Because only the text is wanted, repeat the records below exactly and omit the pictures.
(Records for processing)
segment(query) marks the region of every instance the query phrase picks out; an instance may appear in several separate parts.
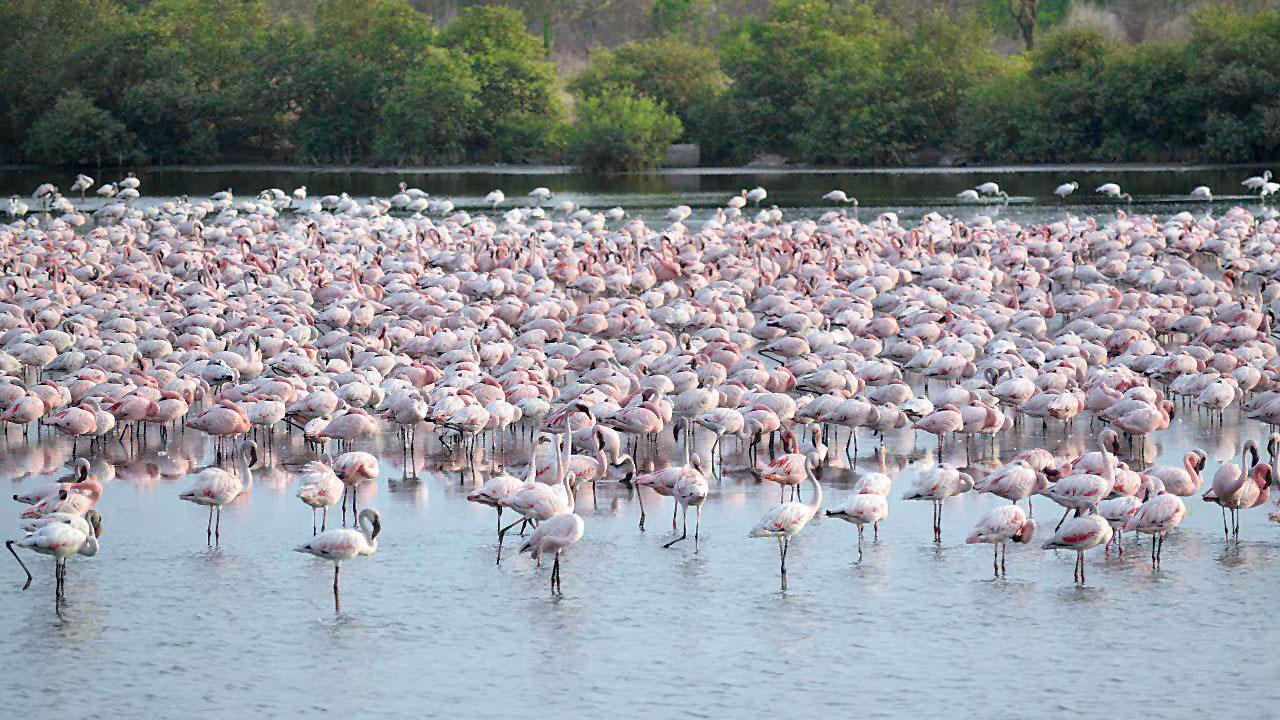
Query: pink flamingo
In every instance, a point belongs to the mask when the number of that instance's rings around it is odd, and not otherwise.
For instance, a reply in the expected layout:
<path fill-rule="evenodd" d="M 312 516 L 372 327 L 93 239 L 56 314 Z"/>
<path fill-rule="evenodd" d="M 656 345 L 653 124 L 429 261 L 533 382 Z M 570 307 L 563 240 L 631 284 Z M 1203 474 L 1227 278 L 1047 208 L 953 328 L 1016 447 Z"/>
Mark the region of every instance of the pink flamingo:
<path fill-rule="evenodd" d="M 933 541 L 942 542 L 942 503 L 949 497 L 973 489 L 973 478 L 955 465 L 943 463 L 916 477 L 903 500 L 928 500 L 933 503 Z"/>
<path fill-rule="evenodd" d="M 336 505 L 346 492 L 346 486 L 334 474 L 333 469 L 322 462 L 312 461 L 302 467 L 302 487 L 298 499 L 311 508 L 311 534 L 316 534 L 316 510 L 322 510 L 320 530 L 329 521 L 329 508 Z"/>
<path fill-rule="evenodd" d="M 1044 549 L 1065 548 L 1076 551 L 1076 566 L 1073 578 L 1084 584 L 1084 553 L 1090 548 L 1106 545 L 1111 542 L 1111 524 L 1101 515 L 1084 510 L 1076 510 L 1076 516 L 1058 526 L 1053 537 L 1042 546 Z"/>
<path fill-rule="evenodd" d="M 1151 567 L 1158 568 L 1164 538 L 1187 516 L 1187 506 L 1182 498 L 1166 492 L 1154 478 L 1145 484 L 1144 496 L 1142 505 L 1125 522 L 1124 529 L 1151 536 Z"/>
<path fill-rule="evenodd" d="M 1017 505 L 1001 505 L 978 520 L 978 524 L 965 538 L 965 542 L 970 545 L 991 543 L 995 551 L 991 562 L 995 568 L 996 577 L 1000 577 L 1008 574 L 1004 561 L 1009 552 L 1009 542 L 1029 543 L 1035 532 L 1036 521 L 1027 517 L 1022 508 Z"/>
<path fill-rule="evenodd" d="M 356 518 L 359 530 L 335 528 L 315 535 L 311 540 L 294 548 L 294 552 L 314 555 L 333 562 L 333 609 L 340 609 L 338 600 L 338 572 L 342 563 L 378 552 L 378 534 L 382 532 L 382 517 L 373 508 L 365 508 Z"/>
<path fill-rule="evenodd" d="M 791 547 L 791 538 L 804 529 L 805 525 L 822 507 L 822 484 L 809 473 L 809 481 L 813 483 L 813 498 L 809 502 L 786 502 L 778 505 L 756 523 L 748 537 L 771 537 L 778 540 L 778 555 L 782 563 L 782 589 L 787 589 L 787 550 Z"/>
<path fill-rule="evenodd" d="M 257 443 L 252 440 L 242 443 L 236 453 L 236 462 L 234 472 L 218 467 L 205 468 L 196 475 L 191 489 L 178 496 L 187 502 L 209 508 L 209 527 L 205 529 L 205 536 L 210 546 L 219 544 L 222 540 L 222 506 L 253 486 L 253 466 L 258 462 Z M 215 511 L 218 515 L 216 525 L 213 517 Z"/>
<path fill-rule="evenodd" d="M 367 452 L 353 450 L 339 455 L 333 461 L 333 472 L 342 480 L 346 490 L 342 493 L 342 524 L 347 523 L 347 495 L 351 495 L 351 518 L 355 520 L 357 491 L 360 483 L 373 480 L 381 474 L 378 458 Z"/>
<path fill-rule="evenodd" d="M 1249 456 L 1249 471 L 1245 472 L 1244 456 Z M 1258 507 L 1270 495 L 1271 466 L 1258 462 L 1258 446 L 1252 440 L 1245 443 L 1241 464 L 1224 464 L 1213 475 L 1213 487 L 1202 499 L 1222 507 L 1222 533 L 1226 537 L 1240 537 L 1240 510 Z M 1231 511 L 1231 529 L 1227 529 L 1227 510 Z"/>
(End Records for processing)
▶ [Result]
segment(query) marks the region of every instance the query phrase picks out; an instance may appear in several separate parts.
Query: pink flamingo
In every instance, a point belongs to the mask when the number of that instance's rings around it is odd, and not otherwise.
For instance, a reply in the expected layout:
<path fill-rule="evenodd" d="M 312 516 L 372 327 L 93 239 L 56 314 Z"/>
<path fill-rule="evenodd" d="M 656 345 L 653 124 L 429 261 L 533 382 Z M 570 307 L 563 240 L 631 284 Z M 1203 474 L 1227 278 L 1047 208 L 953 328 L 1016 447 Z"/>
Mark the region of every instance of the pink flamingo:
<path fill-rule="evenodd" d="M 933 541 L 942 542 L 942 503 L 949 497 L 973 489 L 973 478 L 955 465 L 943 463 L 916 477 L 903 500 L 928 500 L 933 503 Z"/>
<path fill-rule="evenodd" d="M 336 505 L 346 492 L 346 486 L 334 474 L 333 469 L 322 462 L 312 461 L 302 467 L 302 487 L 298 499 L 311 508 L 311 534 L 316 534 L 316 510 L 322 510 L 320 530 L 329 521 L 329 508 Z"/>
<path fill-rule="evenodd" d="M 1044 549 L 1065 548 L 1076 551 L 1076 566 L 1073 578 L 1084 584 L 1084 553 L 1090 548 L 1106 545 L 1111 542 L 1111 524 L 1101 515 L 1084 510 L 1076 510 L 1076 516 L 1058 526 L 1053 537 L 1042 546 Z"/>
<path fill-rule="evenodd" d="M 1151 567 L 1158 568 L 1164 538 L 1187 516 L 1187 506 L 1182 498 L 1166 492 L 1154 478 L 1145 484 L 1144 496 L 1142 505 L 1125 522 L 1124 529 L 1151 536 Z"/>
<path fill-rule="evenodd" d="M 1017 505 L 1001 505 L 978 520 L 978 524 L 965 538 L 965 542 L 970 545 L 991 543 L 995 551 L 991 562 L 995 568 L 996 577 L 1000 577 L 1008 574 L 1004 561 L 1009 552 L 1009 542 L 1029 543 L 1035 532 L 1036 521 L 1027 517 L 1022 508 Z"/>
<path fill-rule="evenodd" d="M 356 518 L 359 530 L 335 528 L 315 535 L 311 540 L 294 548 L 294 552 L 314 555 L 333 562 L 333 609 L 340 609 L 338 600 L 338 572 L 342 563 L 378 552 L 378 534 L 382 532 L 382 517 L 373 508 L 365 508 Z"/>
<path fill-rule="evenodd" d="M 791 547 L 791 538 L 804 529 L 805 525 L 822 507 L 822 484 L 809 473 L 809 481 L 813 483 L 813 498 L 809 502 L 786 502 L 778 505 L 756 523 L 748 537 L 771 537 L 778 540 L 778 555 L 782 563 L 782 589 L 787 589 L 787 550 Z"/>
<path fill-rule="evenodd" d="M 257 443 L 252 440 L 242 443 L 236 453 L 236 462 L 234 472 L 218 467 L 205 468 L 196 475 L 191 489 L 178 496 L 187 502 L 209 508 L 209 527 L 205 529 L 205 536 L 210 546 L 219 544 L 222 540 L 222 506 L 253 486 L 253 466 L 258 462 Z M 215 511 L 218 515 L 216 525 L 213 517 Z"/>
<path fill-rule="evenodd" d="M 367 452 L 353 450 L 339 455 L 333 461 L 333 472 L 342 480 L 346 490 L 342 493 L 342 524 L 347 523 L 347 495 L 351 495 L 351 518 L 355 520 L 357 491 L 360 483 L 373 480 L 381 474 L 378 458 Z"/>
<path fill-rule="evenodd" d="M 1249 456 L 1249 471 L 1245 472 L 1244 456 Z M 1258 507 L 1270 495 L 1271 466 L 1258 462 L 1258 446 L 1252 440 L 1245 443 L 1241 464 L 1224 464 L 1213 475 L 1213 487 L 1202 499 L 1222 507 L 1222 533 L 1226 537 L 1240 537 L 1240 510 Z M 1231 511 L 1231 529 L 1227 529 L 1227 510 Z"/>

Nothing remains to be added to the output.